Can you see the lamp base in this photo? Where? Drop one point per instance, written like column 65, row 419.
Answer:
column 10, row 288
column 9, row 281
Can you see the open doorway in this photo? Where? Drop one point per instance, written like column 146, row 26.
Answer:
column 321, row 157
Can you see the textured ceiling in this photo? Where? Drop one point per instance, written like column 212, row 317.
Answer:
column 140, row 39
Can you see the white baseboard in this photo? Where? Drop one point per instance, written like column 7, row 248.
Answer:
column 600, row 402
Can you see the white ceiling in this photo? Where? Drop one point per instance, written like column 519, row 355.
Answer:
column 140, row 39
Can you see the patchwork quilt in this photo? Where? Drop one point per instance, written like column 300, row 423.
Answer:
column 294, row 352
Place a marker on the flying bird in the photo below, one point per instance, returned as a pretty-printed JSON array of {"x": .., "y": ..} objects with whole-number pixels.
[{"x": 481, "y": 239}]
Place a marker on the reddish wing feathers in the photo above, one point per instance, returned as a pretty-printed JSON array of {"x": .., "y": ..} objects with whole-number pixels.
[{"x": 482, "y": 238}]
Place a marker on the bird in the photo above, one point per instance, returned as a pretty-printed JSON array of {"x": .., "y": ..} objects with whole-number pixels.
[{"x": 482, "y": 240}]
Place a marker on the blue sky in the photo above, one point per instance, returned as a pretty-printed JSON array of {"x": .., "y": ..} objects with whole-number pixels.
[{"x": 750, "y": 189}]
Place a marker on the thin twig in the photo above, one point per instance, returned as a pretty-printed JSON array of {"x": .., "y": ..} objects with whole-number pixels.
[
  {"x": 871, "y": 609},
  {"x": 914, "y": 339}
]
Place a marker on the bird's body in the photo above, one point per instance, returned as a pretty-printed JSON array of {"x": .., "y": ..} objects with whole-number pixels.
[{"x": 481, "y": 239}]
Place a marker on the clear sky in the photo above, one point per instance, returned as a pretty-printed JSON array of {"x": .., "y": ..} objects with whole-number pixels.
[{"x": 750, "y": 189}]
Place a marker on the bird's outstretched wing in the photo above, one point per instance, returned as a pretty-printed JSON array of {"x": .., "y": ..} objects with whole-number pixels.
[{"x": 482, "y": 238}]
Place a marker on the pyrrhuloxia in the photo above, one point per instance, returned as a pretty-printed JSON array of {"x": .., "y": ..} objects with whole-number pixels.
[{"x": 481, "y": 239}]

• **Prompt**: Reproduce each line above exactly.

• **Solution to the problem**:
Can you see the lamp base in this photo? Where? Drop one point per instance, written like column 65, row 419.
Answer:
column 10, row 288
column 9, row 281
Can you see the open doorway in this photo? Where? Drop one point per instance, written like column 146, row 26.
Answer:
column 321, row 157
Can you see the textured ceiling in this photo? Where? Drop one point per instance, written like column 212, row 317.
Answer:
column 140, row 39
Can you see the white baseboard in this photo? Where? Drop one point per instance, written like column 7, row 248.
Answer:
column 600, row 402
Can you see the white ceiling in this photo? Where? Drop one point per instance, written like column 519, row 355.
Answer:
column 140, row 39
Can you see the patchwork quilt in this photo? Where? Drop one point per instance, written like column 300, row 423.
Answer:
column 294, row 352
Place a marker on the flying bird in the photo below, one point per instance, returned as a pretty-printed JSON array of {"x": .., "y": ..} objects with whole-number pixels.
[{"x": 481, "y": 239}]
Place a marker on the reddish wing feathers in the photo above, one point per instance, returned as a pretty-printed JSON array of {"x": .., "y": ..} objects with whole-number pixels.
[{"x": 482, "y": 238}]
Place a marker on the bird in the photo above, one point per instance, returned as a pretty-printed JSON array of {"x": .., "y": ..} objects with whole-number pixels.
[{"x": 482, "y": 240}]
Place a marker on the blue sky in the photo above, one point per instance, returned as a pretty-printed JSON array of {"x": .., "y": ..} objects with whole-number pixels.
[{"x": 750, "y": 189}]
Place a marker on the thin twig in the photo above, one point per instance, returned as a pretty-printed JSON array of {"x": .., "y": ..} objects with whole-number pixels.
[
  {"x": 871, "y": 609},
  {"x": 914, "y": 339}
]
Place a marker on the bird's body in the photo above, one point per instance, returned as a pretty-printed JSON array of {"x": .., "y": ..} objects with whole-number pixels.
[{"x": 481, "y": 239}]
Place a marker on the clear sky in the photo above, one point per instance, returned as a pretty-printed JSON array of {"x": .., "y": ..} objects with whole-number pixels.
[{"x": 750, "y": 189}]
Place a marker on the bird's outstretched wing in the photo above, one point per instance, returned as a pretty-printed JSON array of {"x": .., "y": ..} objects with whole-number pixels.
[{"x": 482, "y": 238}]
Place a marker on the pyrrhuloxia in the photo above, one point per instance, returned as a pretty-printed JSON array of {"x": .., "y": ..} objects with whole-number pixels.
[{"x": 481, "y": 239}]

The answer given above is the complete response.